Ayayayayaye cette affaire de kanaval mawon! Mi bab mi!
Avant de commencer j’aimerais clarifier certaines choses afin d’éviter tout malentendu qui entacherait la compréhension de cet article:
– non je ne prendrai pas la défense des carnavaliers mawon.
– oui je comprends tout à fait les gens qui ne sont pas d’accord avec cette affaire de vidé an pyjama, de vidé en père Noel…
– non je ne participe pas à ces événements festifs, je reste tranquillement chez moi, je suis une no life.
Même si j’avoue que ça va me manquer de pas pouvoir chanter « embouteillage gwo lolo » cette année…
Le but de cet article est simplement d’essayer d’apporter d’autres pistes de réflexions sur ce sujet brûlant!
En effet, depuis le mois de novembre et le “vidé des pères Noel”, et à l’approche du carnaval, une vague de « vidé mawon » s’empare de l’île. Les choses prennent des proportions telles, que le préfet (source inépuisable d’inspirations de chansons) a prévu de « bandé bagay la »...
Bien évidemment les vidéos de ces manifestations font le buzz et suscitent des réactions contrastées:
– L’amusement “ah fout sé boug la ni toupé!!”

### DONNÉES

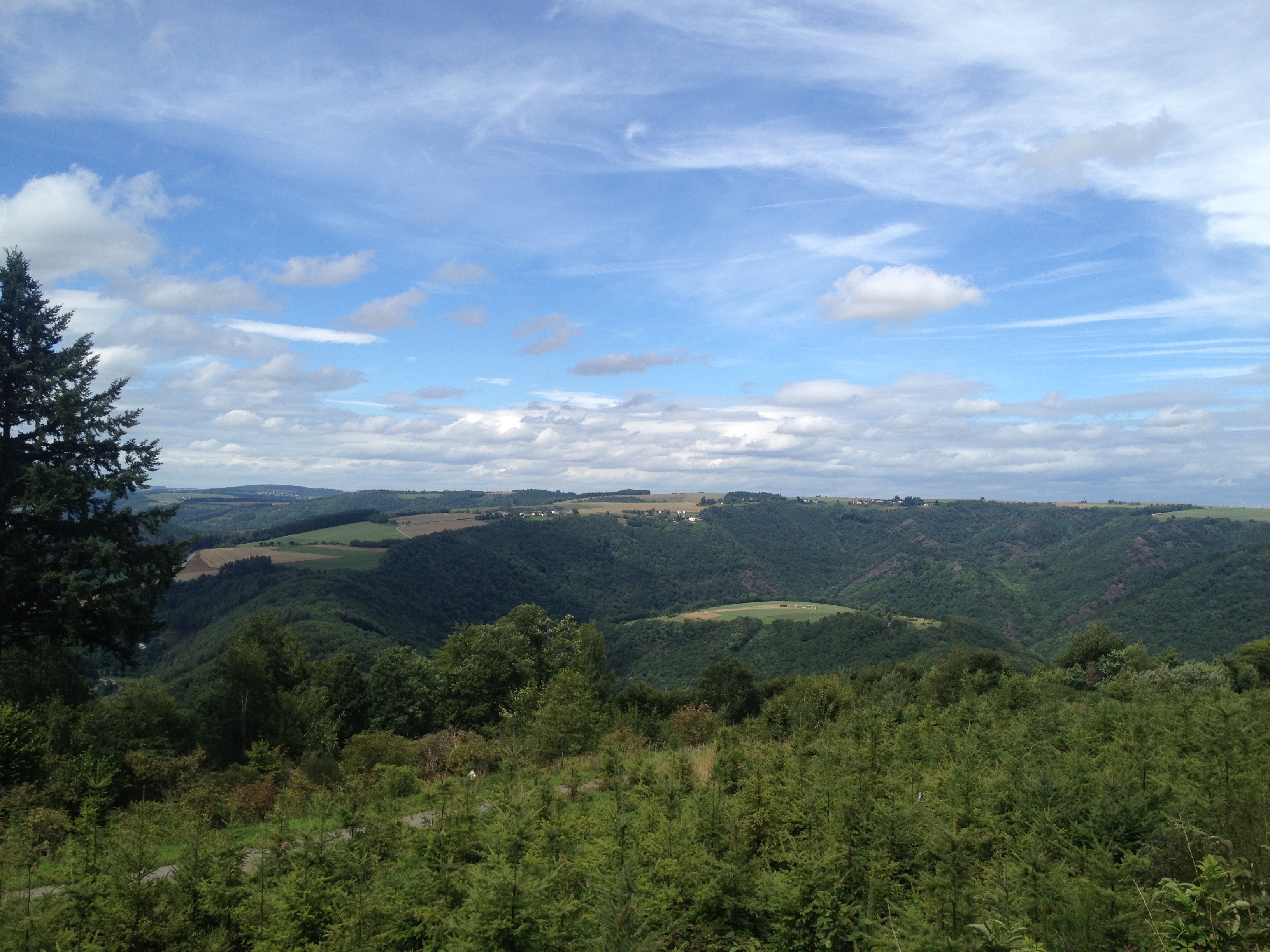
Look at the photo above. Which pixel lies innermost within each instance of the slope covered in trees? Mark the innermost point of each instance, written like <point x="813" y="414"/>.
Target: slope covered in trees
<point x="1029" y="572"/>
* * *
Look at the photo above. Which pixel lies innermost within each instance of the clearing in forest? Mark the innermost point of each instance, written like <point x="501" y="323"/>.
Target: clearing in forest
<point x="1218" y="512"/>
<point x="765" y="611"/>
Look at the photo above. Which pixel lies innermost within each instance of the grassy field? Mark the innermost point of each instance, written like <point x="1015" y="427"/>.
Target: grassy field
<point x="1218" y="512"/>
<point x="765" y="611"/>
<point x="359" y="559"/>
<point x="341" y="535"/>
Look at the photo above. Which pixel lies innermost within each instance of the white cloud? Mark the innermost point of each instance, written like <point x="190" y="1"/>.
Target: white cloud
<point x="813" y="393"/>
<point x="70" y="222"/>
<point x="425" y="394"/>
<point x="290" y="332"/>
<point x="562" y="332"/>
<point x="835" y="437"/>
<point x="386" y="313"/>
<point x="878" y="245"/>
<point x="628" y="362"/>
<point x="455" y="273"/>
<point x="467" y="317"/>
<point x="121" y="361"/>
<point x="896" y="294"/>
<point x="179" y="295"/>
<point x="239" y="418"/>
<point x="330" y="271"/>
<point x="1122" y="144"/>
* * *
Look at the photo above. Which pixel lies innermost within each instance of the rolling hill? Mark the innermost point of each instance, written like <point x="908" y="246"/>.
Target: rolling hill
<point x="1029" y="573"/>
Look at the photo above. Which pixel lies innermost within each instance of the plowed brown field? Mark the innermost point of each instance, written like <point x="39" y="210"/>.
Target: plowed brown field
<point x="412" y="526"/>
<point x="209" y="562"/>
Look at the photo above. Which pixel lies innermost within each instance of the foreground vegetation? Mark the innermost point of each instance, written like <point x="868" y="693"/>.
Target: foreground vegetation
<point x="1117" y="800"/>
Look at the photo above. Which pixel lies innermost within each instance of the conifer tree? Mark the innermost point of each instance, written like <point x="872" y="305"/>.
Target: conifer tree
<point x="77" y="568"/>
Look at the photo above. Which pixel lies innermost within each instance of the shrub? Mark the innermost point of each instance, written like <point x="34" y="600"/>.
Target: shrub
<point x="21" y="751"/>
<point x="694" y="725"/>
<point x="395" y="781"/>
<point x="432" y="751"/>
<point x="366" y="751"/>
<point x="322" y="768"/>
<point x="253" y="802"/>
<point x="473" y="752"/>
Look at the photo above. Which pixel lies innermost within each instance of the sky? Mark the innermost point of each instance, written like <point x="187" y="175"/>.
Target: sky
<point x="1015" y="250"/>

### TRAVAIL À FAIRE
Dans le texte sur le kanaval mawon, énumérez toutes les choses que l'article tient à clarifier avant d'entrer dans le sujet. Les enregistrements n'ont aucun rapport avec le texte.

### CORRIGÉ
- « non je ne prendrai pas la défense des carnavaliers mawon »
- « oui je comprends tout à fait les gens qui ne sont pas d'accord avec cette affaire de vidé an pyjama, de vidé en père Noel… »
- « non je ne participe pas à ces événements festifs, je reste tranquillement chez moi, je suis une no life »